Data for review.
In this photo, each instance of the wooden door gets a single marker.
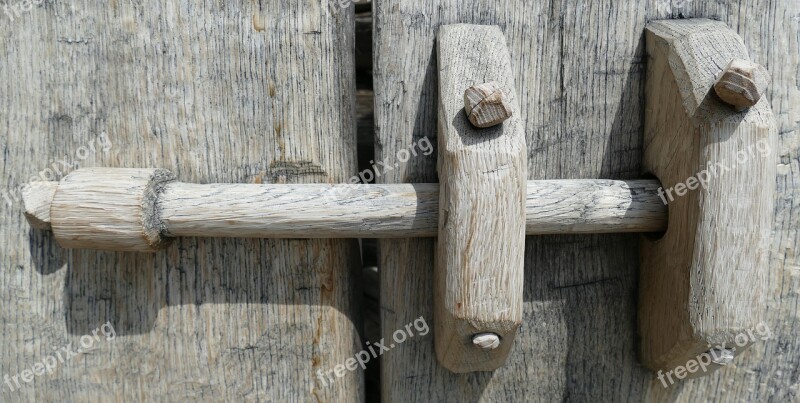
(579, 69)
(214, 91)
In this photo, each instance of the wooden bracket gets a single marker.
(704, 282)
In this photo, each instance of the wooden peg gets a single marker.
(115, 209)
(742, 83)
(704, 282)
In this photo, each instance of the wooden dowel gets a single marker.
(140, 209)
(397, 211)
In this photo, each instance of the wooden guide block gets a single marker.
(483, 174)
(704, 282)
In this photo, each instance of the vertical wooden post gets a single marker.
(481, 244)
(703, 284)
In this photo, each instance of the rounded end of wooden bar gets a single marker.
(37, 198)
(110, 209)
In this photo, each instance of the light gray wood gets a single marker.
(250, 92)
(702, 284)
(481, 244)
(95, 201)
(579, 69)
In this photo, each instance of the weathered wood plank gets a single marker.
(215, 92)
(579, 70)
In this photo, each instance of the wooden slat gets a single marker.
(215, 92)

About this exercise. Transcribe nothing except the lines from the one with "In this photo, each instance of the light" through the end of the data above, each exactly as it appears.

Your response.
In this photo, each instance of the light gray wood gets a single marker.
(250, 92)
(702, 284)
(481, 244)
(95, 201)
(579, 69)
In this photo, each instance of the weathered wood plank gets a single marker.
(215, 92)
(579, 70)
In this photo, each instance of the wooden slat gets a single marker.
(215, 92)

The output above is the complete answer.